## Task item
Search the entries below. Return every line that has "cliff" in it.

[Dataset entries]
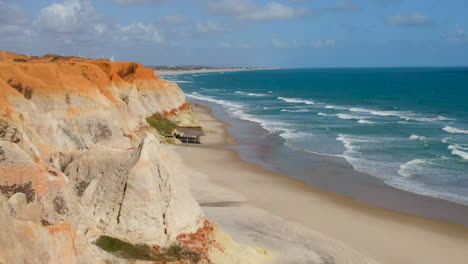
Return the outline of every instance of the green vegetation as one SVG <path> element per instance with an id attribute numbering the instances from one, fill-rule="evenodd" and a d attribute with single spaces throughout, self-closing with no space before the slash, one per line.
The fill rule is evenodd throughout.
<path id="1" fill-rule="evenodd" d="M 148 245 L 133 245 L 109 236 L 100 236 L 94 243 L 117 257 L 156 261 L 151 255 L 151 248 Z"/>
<path id="2" fill-rule="evenodd" d="M 176 260 L 189 260 L 190 263 L 198 263 L 201 259 L 200 253 L 186 250 L 178 244 L 172 244 L 164 250 L 164 253 Z"/>
<path id="3" fill-rule="evenodd" d="M 110 236 L 100 236 L 95 242 L 96 246 L 119 258 L 133 260 L 147 260 L 156 262 L 173 262 L 188 260 L 196 264 L 201 257 L 198 252 L 184 249 L 181 245 L 173 244 L 168 248 L 152 249 L 146 244 L 133 245 Z"/>
<path id="4" fill-rule="evenodd" d="M 22 58 L 13 59 L 14 62 L 27 62 L 28 60 Z"/>
<path id="5" fill-rule="evenodd" d="M 176 123 L 158 114 L 146 118 L 146 122 L 148 122 L 150 126 L 154 127 L 159 132 L 159 134 L 163 136 L 171 135 L 172 131 L 177 126 Z"/>
<path id="6" fill-rule="evenodd" d="M 52 58 L 52 60 L 50 60 L 50 61 L 56 61 L 56 60 L 58 60 L 58 59 L 59 59 L 59 56 L 54 56 L 54 57 Z"/>

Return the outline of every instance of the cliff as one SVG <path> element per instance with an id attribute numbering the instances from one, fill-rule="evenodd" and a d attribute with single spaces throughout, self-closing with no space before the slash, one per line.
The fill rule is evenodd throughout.
<path id="1" fill-rule="evenodd" d="M 0 263 L 262 260 L 205 219 L 155 113 L 195 122 L 138 63 L 0 52 Z"/>

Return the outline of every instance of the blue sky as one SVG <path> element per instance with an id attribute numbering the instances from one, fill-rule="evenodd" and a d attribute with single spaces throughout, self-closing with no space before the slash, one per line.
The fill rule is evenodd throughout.
<path id="1" fill-rule="evenodd" d="M 0 50 L 265 67 L 467 66 L 466 0 L 0 0 Z"/>

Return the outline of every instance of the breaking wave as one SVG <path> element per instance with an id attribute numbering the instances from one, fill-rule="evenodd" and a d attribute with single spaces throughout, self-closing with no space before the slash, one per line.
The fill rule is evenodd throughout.
<path id="1" fill-rule="evenodd" d="M 281 109 L 281 112 L 307 113 L 307 112 L 312 112 L 312 111 L 310 109 L 298 109 L 298 110 Z"/>
<path id="2" fill-rule="evenodd" d="M 268 96 L 267 94 L 247 93 L 247 92 L 242 92 L 242 91 L 235 91 L 234 93 L 235 94 L 247 95 L 247 96 Z"/>
<path id="3" fill-rule="evenodd" d="M 293 103 L 293 104 L 308 104 L 308 105 L 312 105 L 312 104 L 315 104 L 314 101 L 311 101 L 311 100 L 304 100 L 304 99 L 300 99 L 300 98 L 286 98 L 286 97 L 278 97 L 277 98 L 278 100 L 283 100 L 287 103 Z"/>
<path id="4" fill-rule="evenodd" d="M 445 132 L 452 133 L 452 134 L 468 134 L 468 130 L 466 129 L 458 129 L 451 126 L 446 126 L 443 128 Z"/>

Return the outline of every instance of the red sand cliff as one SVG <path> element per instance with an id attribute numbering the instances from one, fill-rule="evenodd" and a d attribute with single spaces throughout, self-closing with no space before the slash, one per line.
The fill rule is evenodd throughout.
<path id="1" fill-rule="evenodd" d="M 146 122 L 193 124 L 187 110 L 138 63 L 0 51 L 0 263 L 128 263 L 101 235 L 180 243 L 201 263 L 262 259 L 205 219 L 191 171 Z"/>
<path id="2" fill-rule="evenodd" d="M 125 89 L 132 84 L 140 90 L 171 93 L 166 87 L 171 83 L 139 63 L 55 55 L 28 57 L 0 51 L 0 110 L 5 112 L 12 111 L 7 96 L 31 99 L 44 93 L 79 93 L 90 97 L 102 94 L 115 102 L 117 98 L 110 87 Z"/>

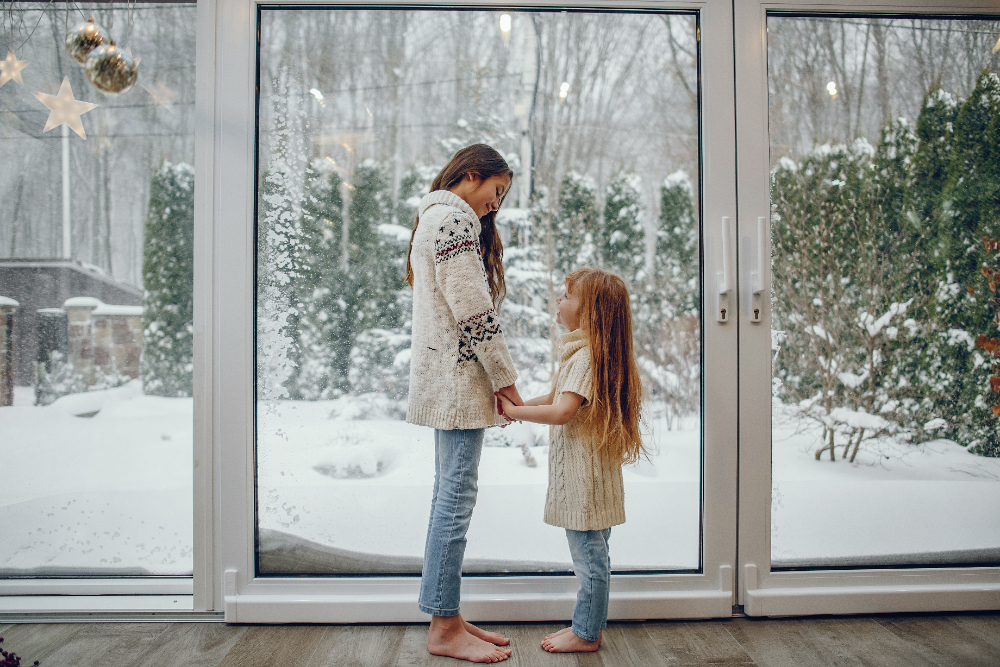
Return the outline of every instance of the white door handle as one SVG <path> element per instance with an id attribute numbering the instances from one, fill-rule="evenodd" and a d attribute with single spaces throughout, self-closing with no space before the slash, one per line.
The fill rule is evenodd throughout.
<path id="1" fill-rule="evenodd" d="M 705 237 L 705 275 L 708 278 L 708 298 L 715 310 L 715 321 L 725 324 L 729 321 L 729 292 L 733 289 L 729 270 L 729 262 L 732 257 L 730 249 L 729 216 L 722 217 L 722 263 L 716 266 L 715 237 L 708 235 Z M 721 269 L 721 271 L 719 270 Z"/>
<path id="2" fill-rule="evenodd" d="M 750 315 L 750 322 L 752 324 L 760 324 L 763 321 L 762 312 L 764 310 L 763 304 L 763 293 L 764 288 L 767 285 L 767 269 L 769 262 L 765 260 L 768 255 L 765 253 L 766 248 L 766 229 L 764 227 L 766 220 L 763 216 L 757 218 L 757 270 L 754 271 L 750 267 L 750 261 L 753 257 L 753 252 L 750 248 L 751 240 L 749 236 L 744 236 L 741 243 L 741 265 L 743 270 L 741 271 L 743 275 L 743 298 L 746 304 L 747 313 Z M 754 297 L 757 297 L 756 299 Z"/>

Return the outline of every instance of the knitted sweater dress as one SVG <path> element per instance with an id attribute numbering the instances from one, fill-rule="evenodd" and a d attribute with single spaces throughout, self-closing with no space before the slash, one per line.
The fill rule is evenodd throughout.
<path id="1" fill-rule="evenodd" d="M 479 217 L 448 190 L 425 195 L 418 215 L 406 421 L 443 430 L 502 424 L 493 392 L 517 372 L 486 280 Z"/>
<path id="2" fill-rule="evenodd" d="M 622 467 L 597 454 L 581 432 L 580 413 L 594 397 L 590 341 L 582 329 L 559 339 L 559 372 L 553 404 L 571 391 L 586 401 L 564 426 L 549 430 L 549 488 L 545 523 L 571 530 L 603 530 L 625 523 Z"/>

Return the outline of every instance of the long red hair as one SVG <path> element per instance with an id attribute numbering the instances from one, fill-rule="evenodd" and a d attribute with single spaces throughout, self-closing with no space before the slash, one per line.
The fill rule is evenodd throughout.
<path id="1" fill-rule="evenodd" d="M 616 463 L 635 463 L 646 449 L 628 288 L 614 273 L 582 268 L 566 277 L 566 289 L 580 300 L 580 328 L 590 342 L 593 399 L 582 409 L 581 425 L 598 453 Z"/>
<path id="2" fill-rule="evenodd" d="M 466 174 L 473 174 L 483 180 L 492 176 L 514 178 L 514 171 L 496 149 L 486 144 L 472 144 L 452 156 L 448 164 L 431 183 L 431 192 L 450 190 L 458 185 Z M 505 194 L 500 199 L 500 206 L 503 206 L 503 200 L 506 196 Z M 496 211 L 490 211 L 479 218 L 479 224 L 482 227 L 482 231 L 479 233 L 479 247 L 483 253 L 483 268 L 486 269 L 486 282 L 489 284 L 490 296 L 493 298 L 493 303 L 499 306 L 507 293 L 507 283 L 503 275 L 503 241 L 500 240 L 500 232 L 497 231 L 496 216 Z M 419 223 L 420 216 L 418 215 L 413 223 L 413 232 L 410 234 L 410 247 L 406 251 L 406 283 L 410 287 L 413 287 L 410 253 L 413 252 L 413 237 L 417 234 Z"/>

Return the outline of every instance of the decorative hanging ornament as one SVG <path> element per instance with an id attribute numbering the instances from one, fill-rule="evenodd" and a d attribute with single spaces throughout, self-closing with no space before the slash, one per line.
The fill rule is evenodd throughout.
<path id="1" fill-rule="evenodd" d="M 35 93 L 35 97 L 49 108 L 49 118 L 45 121 L 45 129 L 42 132 L 48 132 L 60 125 L 67 125 L 69 129 L 84 139 L 87 138 L 87 133 L 83 130 L 83 123 L 80 122 L 80 115 L 87 113 L 97 105 L 81 102 L 73 97 L 73 87 L 69 84 L 68 76 L 63 77 L 59 92 L 55 95 Z"/>
<path id="2" fill-rule="evenodd" d="M 69 31 L 66 35 L 66 53 L 80 66 L 87 62 L 90 52 L 109 41 L 104 28 L 94 23 L 93 17 Z"/>
<path id="3" fill-rule="evenodd" d="M 11 79 L 23 86 L 24 81 L 21 80 L 21 70 L 27 67 L 30 62 L 29 60 L 18 60 L 13 51 L 7 51 L 7 59 L 0 60 L 0 86 Z"/>
<path id="4" fill-rule="evenodd" d="M 122 51 L 114 40 L 108 40 L 90 52 L 83 71 L 94 88 L 108 95 L 121 95 L 132 90 L 139 79 L 138 64 L 128 49 Z"/>

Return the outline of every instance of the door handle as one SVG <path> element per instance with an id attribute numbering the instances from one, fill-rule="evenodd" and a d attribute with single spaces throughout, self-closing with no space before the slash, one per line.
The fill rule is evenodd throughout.
<path id="1" fill-rule="evenodd" d="M 715 310 L 715 321 L 725 324 L 729 321 L 729 293 L 733 289 L 732 272 L 729 269 L 729 262 L 732 258 L 729 232 L 729 216 L 722 216 L 722 262 L 716 266 L 715 237 L 708 235 L 705 238 L 705 273 L 708 278 L 708 297 Z M 721 270 L 720 270 L 721 269 Z"/>
<path id="2" fill-rule="evenodd" d="M 742 259 L 743 270 L 741 274 L 743 276 L 743 294 L 744 303 L 746 304 L 747 313 L 750 315 L 751 324 L 760 324 L 763 321 L 763 310 L 764 310 L 764 288 L 767 285 L 767 269 L 769 261 L 765 258 L 767 255 L 764 252 L 766 247 L 766 229 L 764 216 L 757 218 L 757 270 L 754 271 L 750 262 L 754 257 L 754 253 L 751 249 L 751 238 L 750 236 L 744 236 L 741 239 L 741 250 L 740 253 Z"/>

## Answer for this exercise
Return the outline of every instance of the cliff as one SVG <path> element per instance with an id attribute numbering the instances from one, fill-rule="evenodd" and a d attribute with single spaces throughout, self-closing with no space before the slash, one per line.
Return the outline of every instance of the red sand cliff as one SVG <path> element per instance with an id attribute numbering the instances from one, fill-rule="evenodd" and a d attribute with single spaces throughout, self-closing with no space before the slash, one per line.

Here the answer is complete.